What you will do » Which of the lines below contain the word "front"? Copy each one in full.

■ ■ ■ ■ ■ ■ ■

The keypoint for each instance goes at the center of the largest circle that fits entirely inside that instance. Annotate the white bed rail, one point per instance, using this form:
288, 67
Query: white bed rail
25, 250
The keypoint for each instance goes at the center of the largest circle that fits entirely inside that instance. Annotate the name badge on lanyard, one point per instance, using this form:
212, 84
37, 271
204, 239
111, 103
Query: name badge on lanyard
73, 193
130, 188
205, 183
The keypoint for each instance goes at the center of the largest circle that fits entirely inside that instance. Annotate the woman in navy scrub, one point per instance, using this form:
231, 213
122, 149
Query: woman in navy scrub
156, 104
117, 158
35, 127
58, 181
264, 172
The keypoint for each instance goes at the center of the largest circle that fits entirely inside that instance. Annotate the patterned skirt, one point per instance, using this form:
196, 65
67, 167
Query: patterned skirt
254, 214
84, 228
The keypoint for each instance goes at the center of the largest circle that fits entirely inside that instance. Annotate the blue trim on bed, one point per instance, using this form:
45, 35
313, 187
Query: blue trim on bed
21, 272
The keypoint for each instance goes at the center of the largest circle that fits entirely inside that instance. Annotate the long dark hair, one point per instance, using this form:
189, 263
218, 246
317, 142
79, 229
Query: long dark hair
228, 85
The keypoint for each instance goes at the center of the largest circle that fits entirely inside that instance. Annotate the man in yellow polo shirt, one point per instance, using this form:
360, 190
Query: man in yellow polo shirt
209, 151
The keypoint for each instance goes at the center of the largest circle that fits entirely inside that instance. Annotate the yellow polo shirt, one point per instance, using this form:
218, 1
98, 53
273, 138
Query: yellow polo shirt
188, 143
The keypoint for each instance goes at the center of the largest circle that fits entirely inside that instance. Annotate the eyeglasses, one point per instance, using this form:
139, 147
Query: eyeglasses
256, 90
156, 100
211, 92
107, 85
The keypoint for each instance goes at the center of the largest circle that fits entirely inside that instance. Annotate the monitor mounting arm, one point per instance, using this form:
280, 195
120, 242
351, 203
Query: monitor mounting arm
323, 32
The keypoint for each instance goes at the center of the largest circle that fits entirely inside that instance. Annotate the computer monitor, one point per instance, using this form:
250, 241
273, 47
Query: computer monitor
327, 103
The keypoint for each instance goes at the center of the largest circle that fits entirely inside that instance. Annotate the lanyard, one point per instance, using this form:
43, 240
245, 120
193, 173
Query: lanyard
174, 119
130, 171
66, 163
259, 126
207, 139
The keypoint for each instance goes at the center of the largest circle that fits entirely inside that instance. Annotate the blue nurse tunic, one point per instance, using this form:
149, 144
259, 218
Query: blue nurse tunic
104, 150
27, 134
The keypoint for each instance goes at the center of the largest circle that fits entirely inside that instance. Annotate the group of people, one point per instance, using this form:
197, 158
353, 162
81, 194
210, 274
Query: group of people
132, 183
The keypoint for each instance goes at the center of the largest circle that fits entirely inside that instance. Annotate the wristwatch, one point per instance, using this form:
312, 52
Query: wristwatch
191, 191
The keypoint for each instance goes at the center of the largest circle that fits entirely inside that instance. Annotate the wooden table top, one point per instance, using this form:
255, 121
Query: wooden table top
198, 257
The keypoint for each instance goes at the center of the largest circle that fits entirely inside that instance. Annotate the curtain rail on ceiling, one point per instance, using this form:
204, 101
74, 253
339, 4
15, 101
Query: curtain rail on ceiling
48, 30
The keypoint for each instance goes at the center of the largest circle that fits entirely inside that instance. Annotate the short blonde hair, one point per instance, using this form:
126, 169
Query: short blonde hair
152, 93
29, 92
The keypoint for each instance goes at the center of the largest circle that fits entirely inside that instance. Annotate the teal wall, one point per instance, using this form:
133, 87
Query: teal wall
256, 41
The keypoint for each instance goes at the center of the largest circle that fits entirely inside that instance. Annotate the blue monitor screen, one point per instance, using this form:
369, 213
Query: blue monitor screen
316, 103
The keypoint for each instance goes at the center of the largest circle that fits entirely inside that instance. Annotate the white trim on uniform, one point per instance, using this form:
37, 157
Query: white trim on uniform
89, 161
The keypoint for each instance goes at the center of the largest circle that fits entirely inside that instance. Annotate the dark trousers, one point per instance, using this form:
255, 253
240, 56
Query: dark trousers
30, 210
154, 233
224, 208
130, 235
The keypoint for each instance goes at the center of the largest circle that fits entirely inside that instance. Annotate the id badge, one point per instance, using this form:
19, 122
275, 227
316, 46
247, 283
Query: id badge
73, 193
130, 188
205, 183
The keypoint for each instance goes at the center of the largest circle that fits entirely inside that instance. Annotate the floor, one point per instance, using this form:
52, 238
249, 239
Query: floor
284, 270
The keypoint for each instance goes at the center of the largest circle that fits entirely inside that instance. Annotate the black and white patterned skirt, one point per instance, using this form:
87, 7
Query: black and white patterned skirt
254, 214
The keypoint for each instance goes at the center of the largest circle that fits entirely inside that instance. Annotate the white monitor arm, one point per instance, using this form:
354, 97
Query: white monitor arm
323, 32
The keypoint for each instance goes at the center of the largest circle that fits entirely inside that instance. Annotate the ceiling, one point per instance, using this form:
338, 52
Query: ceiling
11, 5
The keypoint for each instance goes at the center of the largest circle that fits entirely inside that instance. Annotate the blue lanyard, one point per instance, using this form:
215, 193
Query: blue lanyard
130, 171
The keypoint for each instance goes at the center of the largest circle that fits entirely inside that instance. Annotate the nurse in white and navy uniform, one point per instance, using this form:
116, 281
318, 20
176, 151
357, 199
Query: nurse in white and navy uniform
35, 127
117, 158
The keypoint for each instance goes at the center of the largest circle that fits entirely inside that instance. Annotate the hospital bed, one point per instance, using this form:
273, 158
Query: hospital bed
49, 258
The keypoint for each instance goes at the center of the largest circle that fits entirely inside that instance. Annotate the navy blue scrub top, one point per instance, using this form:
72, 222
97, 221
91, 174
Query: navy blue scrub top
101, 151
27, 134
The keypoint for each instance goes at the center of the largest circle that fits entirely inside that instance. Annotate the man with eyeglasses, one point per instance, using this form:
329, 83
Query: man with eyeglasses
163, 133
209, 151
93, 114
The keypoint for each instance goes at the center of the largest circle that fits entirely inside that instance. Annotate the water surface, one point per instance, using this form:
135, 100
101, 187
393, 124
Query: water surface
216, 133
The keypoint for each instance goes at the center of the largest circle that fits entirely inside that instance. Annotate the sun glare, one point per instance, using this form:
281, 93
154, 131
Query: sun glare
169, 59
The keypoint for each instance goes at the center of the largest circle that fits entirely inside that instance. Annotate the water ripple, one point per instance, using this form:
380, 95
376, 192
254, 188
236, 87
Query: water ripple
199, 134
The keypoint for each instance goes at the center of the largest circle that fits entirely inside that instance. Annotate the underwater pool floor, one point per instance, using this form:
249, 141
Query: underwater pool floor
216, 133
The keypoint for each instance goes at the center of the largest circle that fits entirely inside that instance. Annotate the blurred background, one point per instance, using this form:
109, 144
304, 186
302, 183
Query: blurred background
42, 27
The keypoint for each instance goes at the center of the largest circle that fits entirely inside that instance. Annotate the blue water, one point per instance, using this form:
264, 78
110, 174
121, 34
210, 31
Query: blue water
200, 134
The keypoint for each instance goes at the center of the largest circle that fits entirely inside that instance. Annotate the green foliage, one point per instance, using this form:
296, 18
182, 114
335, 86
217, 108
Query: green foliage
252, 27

■ ■ ■ ■ ■ ■ ■

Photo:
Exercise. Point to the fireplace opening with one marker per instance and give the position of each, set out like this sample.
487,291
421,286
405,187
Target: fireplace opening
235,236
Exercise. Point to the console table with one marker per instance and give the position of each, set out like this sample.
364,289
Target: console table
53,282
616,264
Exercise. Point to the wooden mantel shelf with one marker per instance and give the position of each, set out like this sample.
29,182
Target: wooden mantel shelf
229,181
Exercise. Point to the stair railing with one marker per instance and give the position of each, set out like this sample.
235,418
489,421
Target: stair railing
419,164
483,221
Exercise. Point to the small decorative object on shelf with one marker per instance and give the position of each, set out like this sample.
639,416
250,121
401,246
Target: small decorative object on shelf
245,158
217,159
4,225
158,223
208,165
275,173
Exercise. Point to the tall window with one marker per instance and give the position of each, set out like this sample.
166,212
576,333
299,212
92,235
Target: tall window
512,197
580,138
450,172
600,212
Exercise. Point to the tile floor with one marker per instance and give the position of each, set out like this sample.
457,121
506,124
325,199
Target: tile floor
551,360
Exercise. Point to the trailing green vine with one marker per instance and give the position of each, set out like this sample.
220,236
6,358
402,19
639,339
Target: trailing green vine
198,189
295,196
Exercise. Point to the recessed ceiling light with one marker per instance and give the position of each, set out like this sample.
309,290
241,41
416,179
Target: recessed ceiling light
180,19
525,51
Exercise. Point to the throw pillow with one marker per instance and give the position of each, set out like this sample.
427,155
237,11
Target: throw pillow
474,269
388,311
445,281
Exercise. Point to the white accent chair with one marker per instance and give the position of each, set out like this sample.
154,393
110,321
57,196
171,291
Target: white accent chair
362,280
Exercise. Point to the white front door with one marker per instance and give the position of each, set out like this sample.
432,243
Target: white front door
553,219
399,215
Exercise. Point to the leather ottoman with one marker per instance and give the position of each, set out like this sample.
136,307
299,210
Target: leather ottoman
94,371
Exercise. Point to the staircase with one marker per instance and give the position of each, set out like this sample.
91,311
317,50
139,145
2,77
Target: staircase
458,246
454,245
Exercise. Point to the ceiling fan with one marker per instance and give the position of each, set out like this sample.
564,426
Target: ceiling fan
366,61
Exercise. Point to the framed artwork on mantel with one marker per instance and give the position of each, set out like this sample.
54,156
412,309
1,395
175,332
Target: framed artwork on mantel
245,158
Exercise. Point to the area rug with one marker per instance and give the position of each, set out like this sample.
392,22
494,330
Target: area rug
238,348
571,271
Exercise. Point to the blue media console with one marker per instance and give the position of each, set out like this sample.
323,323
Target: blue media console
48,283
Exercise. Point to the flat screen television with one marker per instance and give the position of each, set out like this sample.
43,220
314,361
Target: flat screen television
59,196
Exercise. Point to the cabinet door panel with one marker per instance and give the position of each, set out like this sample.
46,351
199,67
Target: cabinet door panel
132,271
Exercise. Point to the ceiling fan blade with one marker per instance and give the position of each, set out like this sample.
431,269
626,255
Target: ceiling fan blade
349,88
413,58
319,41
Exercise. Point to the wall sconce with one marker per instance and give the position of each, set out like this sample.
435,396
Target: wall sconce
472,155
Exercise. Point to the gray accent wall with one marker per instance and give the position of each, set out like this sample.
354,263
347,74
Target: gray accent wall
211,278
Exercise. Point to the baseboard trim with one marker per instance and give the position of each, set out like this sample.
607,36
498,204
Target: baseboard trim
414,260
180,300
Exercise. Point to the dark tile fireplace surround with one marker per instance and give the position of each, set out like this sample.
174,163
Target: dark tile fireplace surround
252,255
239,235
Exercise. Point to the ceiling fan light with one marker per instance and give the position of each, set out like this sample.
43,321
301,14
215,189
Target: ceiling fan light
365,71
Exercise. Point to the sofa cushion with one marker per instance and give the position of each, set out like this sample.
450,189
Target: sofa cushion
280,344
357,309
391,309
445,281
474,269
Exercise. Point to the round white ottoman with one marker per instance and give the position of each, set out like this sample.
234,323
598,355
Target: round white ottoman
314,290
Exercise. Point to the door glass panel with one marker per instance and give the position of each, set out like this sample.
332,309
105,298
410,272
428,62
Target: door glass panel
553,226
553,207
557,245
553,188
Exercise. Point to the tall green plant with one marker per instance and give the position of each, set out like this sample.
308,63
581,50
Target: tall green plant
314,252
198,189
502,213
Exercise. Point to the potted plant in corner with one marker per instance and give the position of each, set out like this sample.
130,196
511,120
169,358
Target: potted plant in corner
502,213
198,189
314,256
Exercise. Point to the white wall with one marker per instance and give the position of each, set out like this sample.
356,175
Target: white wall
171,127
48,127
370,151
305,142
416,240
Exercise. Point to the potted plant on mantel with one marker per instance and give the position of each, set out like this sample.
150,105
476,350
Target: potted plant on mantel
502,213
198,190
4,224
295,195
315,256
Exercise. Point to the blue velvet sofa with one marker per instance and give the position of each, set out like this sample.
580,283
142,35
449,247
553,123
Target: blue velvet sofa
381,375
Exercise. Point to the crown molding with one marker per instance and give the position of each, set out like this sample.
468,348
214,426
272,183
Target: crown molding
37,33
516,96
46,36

■ ■ ■ ■ ■ ■ ■

Finished exercise »
Exercise. Point to the white front door with one marker per instance and give the position of each, set out like this sample.
Target: white front door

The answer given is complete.